Using the information:
a. Reproduce the section of the passage on hunger in America that opens with the words containing "Most Americans may" and closes with "receive public assistance.".
b. In the passage on hunger in America, how many Americans did a 1999 study find to have "limited or uncertain" access to food?

Supplied text:

BEGIN

Most Americans may find it hard to accept that millions in this nation are suffering from hunger — an affliction most often associated with war-torn Africa or flood-ravaged Bengal. It flies in the face of everything we’ve been told about our nation’s prosperity. First the Clinton and then the Bush administration have led us to believe that poverty is under control, pointing to the mass exodus from the welfare rolls since the 1996 reforms were launched. The $27 billion cut in food stamps? Justified, lawmakers told us, because the poor are working and feeding themselves. Hunger, it is commonly understood, has long since vanished, along with the 7 million people who no longer receive public assistance.
Yet recent U.S. Department of Agriculture statistics tell a more damning tale. A 1999 study showed that more than 36 million Americans — one-third of them children under the age of 12 — suffer from “limited or uncertain” access to food. In 1998, a food relief organization found that as many as 1 in 10 Americans had relied on soup kitchens and emergency food centers in order to eat.

END

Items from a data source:
BEGIN

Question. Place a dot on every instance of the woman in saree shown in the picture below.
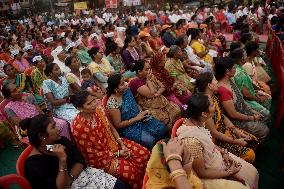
(254, 66)
(74, 76)
(131, 123)
(210, 161)
(19, 79)
(100, 67)
(175, 68)
(256, 98)
(56, 91)
(226, 135)
(174, 91)
(101, 144)
(22, 106)
(199, 49)
(148, 92)
(241, 115)
(161, 172)
(37, 77)
(130, 53)
(61, 165)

END

Your responses:
a.
Most Americans may find it hard to accept that millions in this nation are suffering from hunger — an affliction most often associated with war-torn Africa or flood-ravaged Bengal. It flies in the face of everything we’ve been told about our nation’s prosperity. First the Clinton and then the Bush administration have led us to believe that poverty is under control, pointing to the mass exodus from the welfare rolls since the 1996 reforms were launched. The $27 billion cut in food stamps? Justified, lawmakers told us, because the poor are working and feeding themselves. Hunger, it is commonly understood, has long since vanished, along with the 7 million people who no longer receive public assistance.

b. More than 36 million.